Pointing records:
---+---

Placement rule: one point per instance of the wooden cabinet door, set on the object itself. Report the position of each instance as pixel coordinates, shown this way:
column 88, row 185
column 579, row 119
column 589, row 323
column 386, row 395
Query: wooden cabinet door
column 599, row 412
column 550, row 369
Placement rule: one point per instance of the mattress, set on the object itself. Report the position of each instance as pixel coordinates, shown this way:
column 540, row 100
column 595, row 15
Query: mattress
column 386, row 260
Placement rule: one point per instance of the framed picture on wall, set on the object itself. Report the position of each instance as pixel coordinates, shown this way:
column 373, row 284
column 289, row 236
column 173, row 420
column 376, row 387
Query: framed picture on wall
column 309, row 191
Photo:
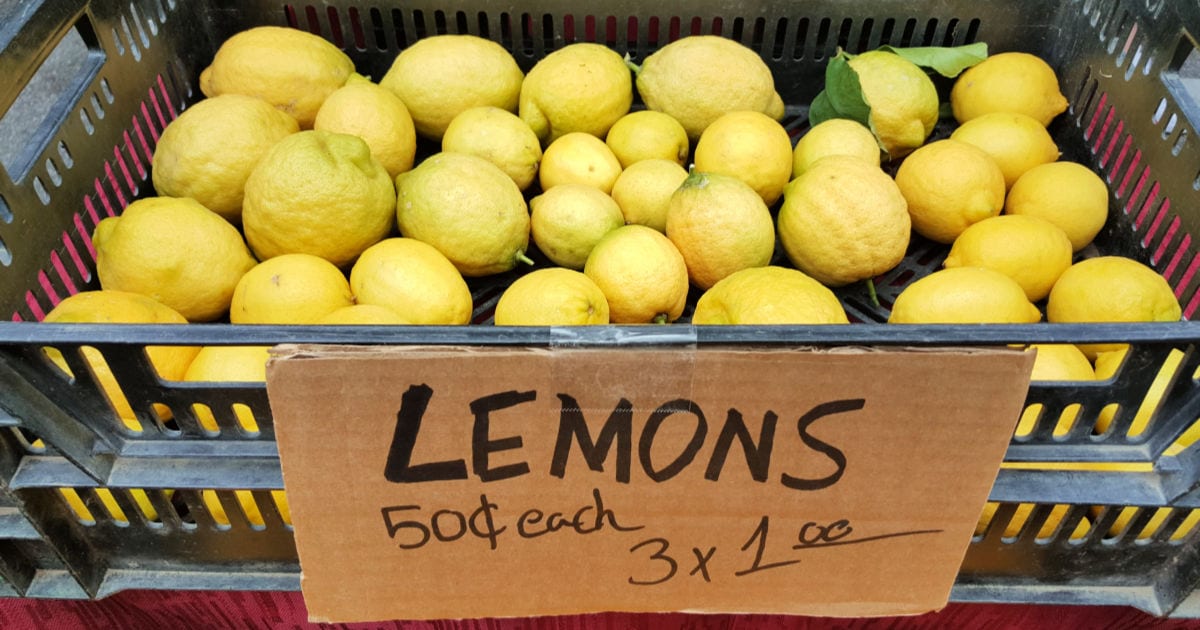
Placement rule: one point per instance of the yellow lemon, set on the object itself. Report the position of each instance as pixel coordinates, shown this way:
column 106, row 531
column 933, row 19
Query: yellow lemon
column 1056, row 361
column 364, row 315
column 1008, row 82
column 1017, row 523
column 720, row 226
column 499, row 137
column 175, row 251
column 964, row 295
column 1108, row 363
column 844, row 221
column 579, row 157
column 648, row 135
column 834, row 137
column 294, row 288
column 413, row 280
column 1111, row 288
column 768, row 295
column 293, row 70
column 1065, row 193
column 209, row 150
column 552, row 297
column 1015, row 142
column 442, row 76
column 1030, row 250
column 321, row 193
column 641, row 274
column 466, row 208
column 228, row 364
column 750, row 147
column 1061, row 361
column 699, row 78
column 249, row 507
column 903, row 100
column 121, row 307
column 580, row 88
column 569, row 220
column 375, row 114
column 643, row 191
column 949, row 185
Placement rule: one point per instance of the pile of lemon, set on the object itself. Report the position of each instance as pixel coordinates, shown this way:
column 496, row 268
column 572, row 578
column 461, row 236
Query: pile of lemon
column 294, row 193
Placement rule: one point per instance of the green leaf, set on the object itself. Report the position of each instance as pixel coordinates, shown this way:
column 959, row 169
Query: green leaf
column 946, row 60
column 844, row 90
column 821, row 109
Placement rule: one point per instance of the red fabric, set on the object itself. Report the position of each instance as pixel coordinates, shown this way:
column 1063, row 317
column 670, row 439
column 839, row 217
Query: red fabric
column 255, row 611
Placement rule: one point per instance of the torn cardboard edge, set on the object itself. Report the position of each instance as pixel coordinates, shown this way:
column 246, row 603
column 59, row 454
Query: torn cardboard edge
column 316, row 351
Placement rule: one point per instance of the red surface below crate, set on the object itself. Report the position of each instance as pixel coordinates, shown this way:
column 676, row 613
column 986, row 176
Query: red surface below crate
column 258, row 610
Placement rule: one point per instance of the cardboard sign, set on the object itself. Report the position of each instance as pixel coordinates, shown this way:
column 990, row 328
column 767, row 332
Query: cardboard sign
column 456, row 483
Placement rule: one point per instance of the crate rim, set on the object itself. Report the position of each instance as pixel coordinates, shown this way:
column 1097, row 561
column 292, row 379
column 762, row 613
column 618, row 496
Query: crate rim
column 790, row 336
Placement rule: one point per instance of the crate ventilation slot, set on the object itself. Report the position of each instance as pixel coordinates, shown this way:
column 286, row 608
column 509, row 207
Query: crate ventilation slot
column 1137, row 189
column 124, row 175
column 796, row 39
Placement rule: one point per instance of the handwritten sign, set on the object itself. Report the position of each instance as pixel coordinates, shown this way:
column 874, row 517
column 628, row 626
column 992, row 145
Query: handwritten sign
column 450, row 483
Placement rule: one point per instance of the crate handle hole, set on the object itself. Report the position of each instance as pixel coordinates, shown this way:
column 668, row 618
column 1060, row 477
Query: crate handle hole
column 1182, row 77
column 52, row 93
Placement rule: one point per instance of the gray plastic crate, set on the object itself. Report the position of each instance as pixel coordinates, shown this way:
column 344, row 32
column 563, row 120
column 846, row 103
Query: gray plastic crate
column 124, row 70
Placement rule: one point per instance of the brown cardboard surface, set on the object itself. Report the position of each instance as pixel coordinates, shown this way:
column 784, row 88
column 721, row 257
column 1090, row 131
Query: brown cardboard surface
column 861, row 502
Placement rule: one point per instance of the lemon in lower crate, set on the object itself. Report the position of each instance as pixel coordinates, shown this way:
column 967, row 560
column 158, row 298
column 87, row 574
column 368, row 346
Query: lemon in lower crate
column 375, row 114
column 648, row 135
column 321, row 193
column 964, row 295
column 210, row 149
column 228, row 364
column 1030, row 250
column 903, row 100
column 291, row 69
column 579, row 157
column 1015, row 142
column 1021, row 515
column 580, row 88
column 768, row 295
column 552, row 297
column 1056, row 361
column 1111, row 288
column 467, row 209
column 499, row 137
column 364, row 315
column 642, row 275
column 1008, row 82
column 643, row 191
column 1108, row 364
column 569, row 220
column 175, row 251
column 120, row 307
column 949, row 185
column 414, row 281
column 442, row 76
column 294, row 288
column 834, row 137
column 748, row 145
column 844, row 221
column 720, row 226
column 249, row 504
column 699, row 78
column 1065, row 193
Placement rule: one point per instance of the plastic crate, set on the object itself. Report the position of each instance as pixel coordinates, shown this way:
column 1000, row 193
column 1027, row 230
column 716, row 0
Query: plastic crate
column 132, row 66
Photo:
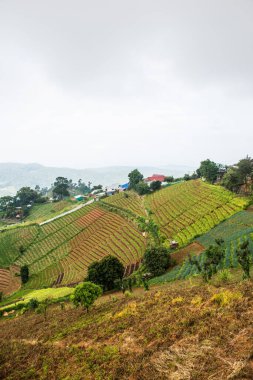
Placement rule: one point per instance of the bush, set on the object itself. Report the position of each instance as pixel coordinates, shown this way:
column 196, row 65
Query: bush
column 156, row 260
column 33, row 304
column 106, row 272
column 85, row 294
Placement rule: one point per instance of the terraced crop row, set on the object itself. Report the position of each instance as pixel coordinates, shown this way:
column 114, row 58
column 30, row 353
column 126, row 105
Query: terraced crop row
column 191, row 208
column 65, row 250
column 11, row 240
column 127, row 200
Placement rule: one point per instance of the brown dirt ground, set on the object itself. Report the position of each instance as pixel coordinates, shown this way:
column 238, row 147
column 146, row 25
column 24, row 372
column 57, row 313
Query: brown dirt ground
column 175, row 331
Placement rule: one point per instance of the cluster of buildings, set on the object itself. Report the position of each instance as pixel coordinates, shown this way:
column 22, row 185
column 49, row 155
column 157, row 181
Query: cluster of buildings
column 99, row 193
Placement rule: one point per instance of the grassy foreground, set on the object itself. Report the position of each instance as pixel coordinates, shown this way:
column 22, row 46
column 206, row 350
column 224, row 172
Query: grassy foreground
column 184, row 330
column 41, row 294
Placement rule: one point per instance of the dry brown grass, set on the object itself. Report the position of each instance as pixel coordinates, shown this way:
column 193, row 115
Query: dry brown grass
column 178, row 332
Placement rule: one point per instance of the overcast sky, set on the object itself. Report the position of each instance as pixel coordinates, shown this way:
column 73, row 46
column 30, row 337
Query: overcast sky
column 136, row 82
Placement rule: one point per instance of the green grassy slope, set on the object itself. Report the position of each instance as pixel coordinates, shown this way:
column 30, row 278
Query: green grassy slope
column 191, row 208
column 42, row 212
column 61, row 251
column 58, row 253
column 233, row 231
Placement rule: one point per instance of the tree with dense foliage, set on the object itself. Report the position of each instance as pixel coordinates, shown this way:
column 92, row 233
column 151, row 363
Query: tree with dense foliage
column 134, row 178
column 245, row 168
column 238, row 175
column 155, row 185
column 86, row 294
column 212, row 259
column 232, row 180
column 105, row 272
column 209, row 170
column 244, row 257
column 156, row 260
column 26, row 196
column 60, row 189
column 24, row 273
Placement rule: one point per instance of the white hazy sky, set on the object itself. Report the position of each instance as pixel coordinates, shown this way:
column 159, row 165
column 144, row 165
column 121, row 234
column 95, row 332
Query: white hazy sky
column 136, row 82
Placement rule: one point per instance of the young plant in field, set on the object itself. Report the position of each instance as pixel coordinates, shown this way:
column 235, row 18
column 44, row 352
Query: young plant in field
column 86, row 294
column 24, row 273
column 244, row 258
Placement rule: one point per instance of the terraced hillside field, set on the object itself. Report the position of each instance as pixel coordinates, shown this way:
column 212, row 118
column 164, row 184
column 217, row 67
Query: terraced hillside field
column 233, row 231
column 45, row 211
column 62, row 250
column 191, row 208
column 12, row 240
column 128, row 200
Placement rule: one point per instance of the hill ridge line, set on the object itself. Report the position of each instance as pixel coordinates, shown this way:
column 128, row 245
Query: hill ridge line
column 67, row 212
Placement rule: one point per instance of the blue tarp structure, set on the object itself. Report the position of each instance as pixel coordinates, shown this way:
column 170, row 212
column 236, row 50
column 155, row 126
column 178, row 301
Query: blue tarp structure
column 124, row 186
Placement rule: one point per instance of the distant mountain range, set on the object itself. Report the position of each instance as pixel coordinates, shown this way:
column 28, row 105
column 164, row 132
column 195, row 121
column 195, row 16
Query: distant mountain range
column 15, row 175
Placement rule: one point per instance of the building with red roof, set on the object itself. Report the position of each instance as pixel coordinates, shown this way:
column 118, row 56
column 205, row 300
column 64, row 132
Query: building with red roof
column 155, row 177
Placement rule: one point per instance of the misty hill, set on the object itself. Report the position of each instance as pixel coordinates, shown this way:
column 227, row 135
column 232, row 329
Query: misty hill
column 14, row 175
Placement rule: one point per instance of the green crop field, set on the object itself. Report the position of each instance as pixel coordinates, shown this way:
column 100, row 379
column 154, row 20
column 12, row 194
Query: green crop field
column 128, row 200
column 191, row 208
column 233, row 231
column 59, row 252
column 40, row 295
column 45, row 211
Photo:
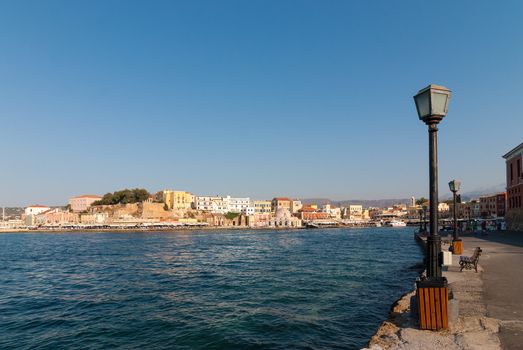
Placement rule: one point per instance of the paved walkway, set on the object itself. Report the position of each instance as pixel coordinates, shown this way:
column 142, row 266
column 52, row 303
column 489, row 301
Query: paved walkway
column 489, row 303
column 502, row 264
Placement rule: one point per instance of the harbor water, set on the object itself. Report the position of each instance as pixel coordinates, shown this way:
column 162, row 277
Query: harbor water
column 251, row 289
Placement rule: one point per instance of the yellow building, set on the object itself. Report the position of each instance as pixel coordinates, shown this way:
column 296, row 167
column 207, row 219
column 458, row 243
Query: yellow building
column 262, row 207
column 178, row 200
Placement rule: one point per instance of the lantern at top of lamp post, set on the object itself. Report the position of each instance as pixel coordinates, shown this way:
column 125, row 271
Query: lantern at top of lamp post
column 454, row 185
column 432, row 103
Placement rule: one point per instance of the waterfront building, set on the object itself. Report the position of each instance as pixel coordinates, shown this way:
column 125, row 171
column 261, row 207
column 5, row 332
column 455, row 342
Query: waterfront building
column 355, row 212
column 334, row 212
column 236, row 204
column 223, row 205
column 283, row 218
column 213, row 204
column 82, row 203
column 56, row 216
column 296, row 205
column 261, row 219
column 281, row 202
column 248, row 211
column 94, row 218
column 493, row 205
column 309, row 213
column 178, row 200
column 443, row 207
column 514, row 173
column 262, row 207
column 35, row 209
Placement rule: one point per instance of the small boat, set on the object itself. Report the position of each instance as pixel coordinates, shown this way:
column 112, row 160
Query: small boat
column 396, row 223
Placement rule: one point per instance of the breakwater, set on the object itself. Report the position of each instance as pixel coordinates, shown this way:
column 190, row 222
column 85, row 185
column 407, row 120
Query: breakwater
column 201, row 289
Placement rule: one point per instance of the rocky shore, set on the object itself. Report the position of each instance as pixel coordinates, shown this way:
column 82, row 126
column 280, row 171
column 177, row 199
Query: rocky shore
column 469, row 325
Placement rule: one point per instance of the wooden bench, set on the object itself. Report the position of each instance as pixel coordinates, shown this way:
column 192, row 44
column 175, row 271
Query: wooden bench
column 470, row 262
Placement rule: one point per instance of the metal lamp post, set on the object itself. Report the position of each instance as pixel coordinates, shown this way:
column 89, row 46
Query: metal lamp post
column 457, row 243
column 425, row 218
column 432, row 293
column 420, row 220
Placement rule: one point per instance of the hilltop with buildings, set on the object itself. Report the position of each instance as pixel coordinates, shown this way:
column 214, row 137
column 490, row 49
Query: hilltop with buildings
column 137, row 208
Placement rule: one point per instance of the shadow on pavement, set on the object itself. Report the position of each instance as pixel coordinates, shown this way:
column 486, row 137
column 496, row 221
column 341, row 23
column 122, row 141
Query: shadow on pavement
column 514, row 238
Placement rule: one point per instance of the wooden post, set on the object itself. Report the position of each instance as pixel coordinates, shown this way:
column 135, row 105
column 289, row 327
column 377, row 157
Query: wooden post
column 432, row 297
column 457, row 247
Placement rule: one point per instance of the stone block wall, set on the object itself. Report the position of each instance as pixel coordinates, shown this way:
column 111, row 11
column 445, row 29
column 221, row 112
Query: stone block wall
column 514, row 220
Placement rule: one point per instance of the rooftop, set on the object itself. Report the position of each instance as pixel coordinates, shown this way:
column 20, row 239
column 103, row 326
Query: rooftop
column 514, row 151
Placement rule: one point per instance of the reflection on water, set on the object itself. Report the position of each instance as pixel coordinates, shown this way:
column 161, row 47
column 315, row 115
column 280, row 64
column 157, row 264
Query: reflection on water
column 201, row 290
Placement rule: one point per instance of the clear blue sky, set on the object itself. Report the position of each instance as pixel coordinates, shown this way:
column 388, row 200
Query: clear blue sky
column 253, row 98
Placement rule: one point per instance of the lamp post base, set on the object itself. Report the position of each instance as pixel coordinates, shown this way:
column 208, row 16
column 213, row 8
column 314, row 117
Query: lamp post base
column 432, row 297
column 457, row 247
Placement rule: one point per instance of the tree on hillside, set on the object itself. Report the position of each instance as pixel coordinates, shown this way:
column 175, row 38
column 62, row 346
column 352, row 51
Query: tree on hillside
column 421, row 201
column 124, row 197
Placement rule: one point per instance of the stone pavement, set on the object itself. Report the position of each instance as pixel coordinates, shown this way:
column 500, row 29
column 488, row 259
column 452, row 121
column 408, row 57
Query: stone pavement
column 502, row 264
column 489, row 302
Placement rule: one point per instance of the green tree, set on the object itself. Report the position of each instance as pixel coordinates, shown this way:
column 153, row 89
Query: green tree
column 421, row 201
column 125, row 196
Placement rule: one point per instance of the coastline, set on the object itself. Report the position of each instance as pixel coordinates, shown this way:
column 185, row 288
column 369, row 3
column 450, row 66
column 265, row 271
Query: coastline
column 470, row 326
column 172, row 229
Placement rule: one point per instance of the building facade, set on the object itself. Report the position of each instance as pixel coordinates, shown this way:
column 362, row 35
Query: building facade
column 262, row 207
column 35, row 209
column 236, row 204
column 82, row 203
column 514, row 175
column 281, row 202
column 178, row 200
column 211, row 204
column 296, row 205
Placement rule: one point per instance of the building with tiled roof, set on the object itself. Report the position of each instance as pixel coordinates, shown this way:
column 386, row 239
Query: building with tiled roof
column 83, row 202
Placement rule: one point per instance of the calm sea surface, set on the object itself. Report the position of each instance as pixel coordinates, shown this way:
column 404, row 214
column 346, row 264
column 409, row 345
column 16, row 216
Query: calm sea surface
column 201, row 290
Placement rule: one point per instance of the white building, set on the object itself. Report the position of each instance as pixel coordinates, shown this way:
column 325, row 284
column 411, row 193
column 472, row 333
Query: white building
column 296, row 205
column 208, row 203
column 82, row 203
column 334, row 212
column 355, row 212
column 443, row 207
column 223, row 205
column 249, row 211
column 35, row 209
column 236, row 205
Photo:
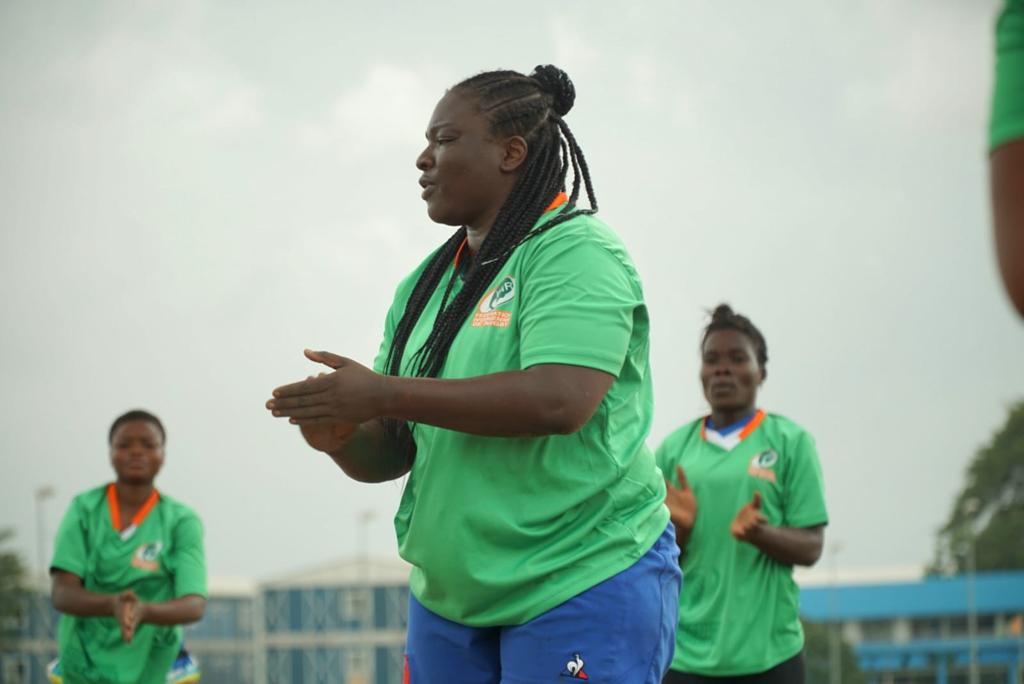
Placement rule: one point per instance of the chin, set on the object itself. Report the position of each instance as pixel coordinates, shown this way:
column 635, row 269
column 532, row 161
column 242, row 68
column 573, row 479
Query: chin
column 136, row 479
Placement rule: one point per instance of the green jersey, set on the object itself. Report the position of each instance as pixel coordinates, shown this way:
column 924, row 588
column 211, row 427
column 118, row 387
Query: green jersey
column 1007, row 121
column 738, row 608
column 163, row 559
column 501, row 529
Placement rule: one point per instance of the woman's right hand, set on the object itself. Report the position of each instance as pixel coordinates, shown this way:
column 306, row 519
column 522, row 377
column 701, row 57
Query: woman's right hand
column 681, row 502
column 127, row 610
column 328, row 437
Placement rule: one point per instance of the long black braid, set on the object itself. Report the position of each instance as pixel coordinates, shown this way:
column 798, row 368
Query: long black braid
column 530, row 107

---+---

▸ What to do: Format the stretch of the material above that opens with the line containing "Placement rule: one point per instance of the green tree, set" and closes with the line containing "column 172, row 229", both lines included, as a JSON list of strings with one string per line and no blank lines.

▸ Task solution:
[
  "Placement rule: one point per instance of the green tree, set on the object itself. Report the position of each instance as pixel coordinates, shown this way:",
  "column 153, row 89",
  "Query: green tree",
  "column 421, row 201",
  "column 125, row 196",
  "Placement rule: one point per instance of the coastline, set on the object itself. Report the position of each instance as pixel coordinates, shown this way:",
  "column 185, row 288",
  "column 369, row 3",
  "column 450, row 66",
  "column 265, row 271",
  "Query: coastline",
  "column 470, row 326",
  "column 172, row 229"
]